TASKS TO CARRY OUT:
**A)** From the audit report excerpt, extract the passage from "Overall, our procedures" to "its total assets." and copy it word for word.
**B)** Write what comes next in the audit report excerpt, picking up right after its final sentence.

Overall, our procedures on the recognition of revenue from the sale of products, in particular with regard to correct revenue recognition as of the reporting date, did not lead to any reservations.

Reference to related disclosures

With regard to the recognition and measurement policies applied for the recognition of revenue from the sale of products, refer to the disclosures on revenue in note "3 Accounting policies" and note "5 Notes to the Income Statement" of the notes to the financial statements.

  1. Impairment of shares in affiliated companies, in particular in the USA and Mexico

Reasons why the matter was determined to be a key audit matter

SCHOTT Pharma KGaA holds shares in affiliated companies that make up a significant portion of its total assets.

In accordance with Sec. 253 (3) Sentence 5 HGB, write-downs must be recognized on shares in affiliated companies if their impairment is likely to be permanent. The Company tests each year on the basis of the affiliated companies' budgets and forecasts whether there are any indications that a recognized share in an affiliated company could be permanently impaired. The result of this test is highly dependent on how the executive directors of SCHOTT Pharma KGaA expect the business of the respective affiliated company to develop in the future. Furthermore, the shares in affiliated companies in the USA and Mexico were transferred at fair value as part of the legal restructuring of SCHOTT Pharma Group, as a result of which the risk of impairment due to changes in the underlying budgets and forecasts and valuation inputs, in particular the applicable cost of capital rates, is especially high. In light of the materiality of the shares in affiliated companies in relation to total assets, the complexity of their valuation and the judgment exercised during valuation, the impairment test of the recognized shares in affiliated companies was a key audit matter.

Auditor's response

During our audit, we first considered the measurement requirements applied in the annual financial statements in terms of their compliance with German commercial law. Furthermore, we obtained an understanding of the design


Independent auditors' report

of the underlying business processes and identified selected controls of the accounting-related internal control system, and assessed the valuation model used by SCHOTT Pharma KGaA with regard to its fundamental suitability, including in comparison to prior years and in terms of its mathematical accuracy.

We discussed with the executive directors of SCHOTT Pharma KGaA the significant assumptions relating to the general and industry-specific market development and compared them with the results realized in the past and with external data. In addition, we analyzed the inputs used to determine the cost of capital rates applied and reperformed the calculation in view of the relevant requirements of German commercial law. We also performed sensitivity analyses in order to estimate any potential impairment risk associated with a reasonably possible change in one of the significant assumptions used in the valuation. Our procedures on the impairment of shares in affiliated companies were performed with the involvement of internal valuation specialists.

SUPPLIED RECORDS:
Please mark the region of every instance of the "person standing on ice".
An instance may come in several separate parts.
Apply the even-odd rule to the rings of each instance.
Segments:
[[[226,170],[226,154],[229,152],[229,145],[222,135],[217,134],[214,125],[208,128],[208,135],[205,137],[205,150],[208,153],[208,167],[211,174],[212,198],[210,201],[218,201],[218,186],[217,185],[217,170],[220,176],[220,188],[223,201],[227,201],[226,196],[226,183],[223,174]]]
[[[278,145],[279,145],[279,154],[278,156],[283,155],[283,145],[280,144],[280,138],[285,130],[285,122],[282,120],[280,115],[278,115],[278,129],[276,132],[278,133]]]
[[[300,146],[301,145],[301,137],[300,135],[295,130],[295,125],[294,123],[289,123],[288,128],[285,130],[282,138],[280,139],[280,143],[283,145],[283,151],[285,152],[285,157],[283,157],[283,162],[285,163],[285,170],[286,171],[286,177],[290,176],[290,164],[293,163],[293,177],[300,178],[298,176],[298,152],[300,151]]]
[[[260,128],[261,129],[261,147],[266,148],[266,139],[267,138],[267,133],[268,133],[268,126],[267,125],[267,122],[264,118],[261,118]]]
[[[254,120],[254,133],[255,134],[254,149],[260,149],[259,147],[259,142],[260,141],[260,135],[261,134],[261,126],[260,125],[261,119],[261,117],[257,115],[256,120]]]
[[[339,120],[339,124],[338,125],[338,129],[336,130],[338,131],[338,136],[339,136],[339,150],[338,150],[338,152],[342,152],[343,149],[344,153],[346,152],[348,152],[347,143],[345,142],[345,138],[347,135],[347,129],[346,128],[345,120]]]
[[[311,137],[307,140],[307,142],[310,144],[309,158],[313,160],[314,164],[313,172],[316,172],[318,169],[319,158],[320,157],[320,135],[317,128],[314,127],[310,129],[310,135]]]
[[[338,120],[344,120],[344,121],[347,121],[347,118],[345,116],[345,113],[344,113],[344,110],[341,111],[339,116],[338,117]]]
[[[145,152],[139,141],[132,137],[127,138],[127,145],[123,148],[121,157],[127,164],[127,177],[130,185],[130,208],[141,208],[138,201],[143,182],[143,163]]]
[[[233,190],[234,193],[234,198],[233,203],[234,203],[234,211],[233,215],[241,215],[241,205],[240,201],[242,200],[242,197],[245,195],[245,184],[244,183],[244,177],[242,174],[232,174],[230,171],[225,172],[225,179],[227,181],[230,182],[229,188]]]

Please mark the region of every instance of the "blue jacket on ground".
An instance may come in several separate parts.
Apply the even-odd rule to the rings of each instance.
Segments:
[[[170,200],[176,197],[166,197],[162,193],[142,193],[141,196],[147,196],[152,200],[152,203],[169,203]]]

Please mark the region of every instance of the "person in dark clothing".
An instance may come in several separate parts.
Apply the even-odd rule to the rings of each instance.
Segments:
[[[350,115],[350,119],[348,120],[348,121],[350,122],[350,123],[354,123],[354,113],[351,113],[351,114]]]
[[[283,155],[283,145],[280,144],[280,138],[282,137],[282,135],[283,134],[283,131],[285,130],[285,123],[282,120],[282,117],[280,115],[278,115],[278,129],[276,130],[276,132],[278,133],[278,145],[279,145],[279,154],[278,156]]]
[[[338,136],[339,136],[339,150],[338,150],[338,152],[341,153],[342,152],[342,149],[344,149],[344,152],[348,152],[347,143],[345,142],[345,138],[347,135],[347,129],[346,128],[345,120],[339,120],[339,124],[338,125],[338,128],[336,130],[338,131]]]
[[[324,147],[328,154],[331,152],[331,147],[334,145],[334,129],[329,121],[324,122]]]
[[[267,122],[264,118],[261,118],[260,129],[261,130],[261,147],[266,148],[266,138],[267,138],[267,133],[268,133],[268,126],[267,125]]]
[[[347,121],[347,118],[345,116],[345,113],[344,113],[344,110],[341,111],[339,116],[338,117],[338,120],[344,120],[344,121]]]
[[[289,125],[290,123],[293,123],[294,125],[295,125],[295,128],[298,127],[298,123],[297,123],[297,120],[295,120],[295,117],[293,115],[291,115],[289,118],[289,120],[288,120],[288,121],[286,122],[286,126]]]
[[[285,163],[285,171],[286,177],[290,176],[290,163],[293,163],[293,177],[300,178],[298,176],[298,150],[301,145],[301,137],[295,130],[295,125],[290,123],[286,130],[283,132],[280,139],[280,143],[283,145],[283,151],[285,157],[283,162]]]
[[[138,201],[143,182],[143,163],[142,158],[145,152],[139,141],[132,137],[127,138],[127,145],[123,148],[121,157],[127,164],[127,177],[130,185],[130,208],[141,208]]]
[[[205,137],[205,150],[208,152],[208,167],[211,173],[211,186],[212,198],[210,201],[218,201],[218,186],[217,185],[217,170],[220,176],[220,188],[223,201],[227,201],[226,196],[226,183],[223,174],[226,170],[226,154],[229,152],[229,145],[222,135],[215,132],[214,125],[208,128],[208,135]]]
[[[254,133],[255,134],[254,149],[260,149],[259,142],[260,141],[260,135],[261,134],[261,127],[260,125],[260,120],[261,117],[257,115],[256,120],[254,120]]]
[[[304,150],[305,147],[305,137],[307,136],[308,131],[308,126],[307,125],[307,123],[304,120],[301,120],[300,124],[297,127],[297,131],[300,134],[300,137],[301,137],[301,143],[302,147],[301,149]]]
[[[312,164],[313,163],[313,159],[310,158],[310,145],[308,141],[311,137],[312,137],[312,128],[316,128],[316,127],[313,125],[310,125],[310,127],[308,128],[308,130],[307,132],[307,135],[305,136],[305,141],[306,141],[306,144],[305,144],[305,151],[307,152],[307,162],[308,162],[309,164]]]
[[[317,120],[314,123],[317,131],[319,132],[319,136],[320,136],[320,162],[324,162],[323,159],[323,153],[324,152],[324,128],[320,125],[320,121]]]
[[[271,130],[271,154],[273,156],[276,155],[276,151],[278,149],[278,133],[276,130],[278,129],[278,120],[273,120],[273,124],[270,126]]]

RESULTS OF THE EXERCISE:
**A)**
Overall, our procedures on the recognition of revenue from the sale of products, in particular with regard to correct revenue recognition as of the reporting date, did not lead to any reservations.

Reference to related disclosures

With regard to the recognition and measurement policies applied for the recognition of revenue from the sale of products, refer to the disclosures on revenue in note "3 Accounting policies" and note "5 Notes to the Income Statement" of the notes to the financial statements.

  1. Impairment of shares in affiliated companies, in particular in the USA and Mexico

Reasons why the matter was determined to be a key audit matter

SCHOTT Pharma KGaA holds shares in affiliated companies that make up a significant portion of its total assets.

**B)**
Our procedures did not lead to any reservations relating to the impairment of shares in affiliated companies.

Reference to related disclosures

With regard to the recognition and measurement policies applied for shares in affiliates, refer to the Company's disclosures on financial assets in note "3 Accounting policies," on "Fixed assets" in note "4 Notes to the Balance Sheet" and on "Impairment of financial assets" in note "5 Notes to the Income Statement" of the notes to the financial statements.

OTHER INFORMATION

The Supervisory Board is responsible for the Report of the Supervisory Board pursuant to Sec. 171 (2) AktG ["Aktiengesetz": German Stock Corporation Act]. The executive directors and the Supervisory Board are responsible for the declaration pursuant to Sec. 161 AktG on the German Corporate Governance Code, which is part of the statement on corporate governance. In all other respects, the executive directors are responsible for the other information. The other information comprises the non-financial statement referred to above and the statement on corporate governance referred to above, which is part of the combined management report. The other information also comprises additional parts to be included in the annual report, of which we obtained a copy prior to issuing this auditor's report, in particular:

  • Report of the Supervisory Board
  • Responsibility statement

but not the annual financial statements, not the disclosures in the combined management report whose content is audited and not our auditor's report thereon.

Our opinions on the annual financial statements and on the combined management report do not cover the other information, and consequently we do not express an opinion or any other form of assurance conclusion thereon.

In connection with our audit, our responsibility is to read the other information and, in so doing, to consider whether the other information

  • is materially inconsistent with the annual financial statements, with the combined management report or our knowledge obtained in the audit, or
  • otherwise appears to be materially misstated.

If, based on the work we have performed, we conclude that there is a material misstatement of this other information, we are required to report that fact. We have nothing to report in this regard.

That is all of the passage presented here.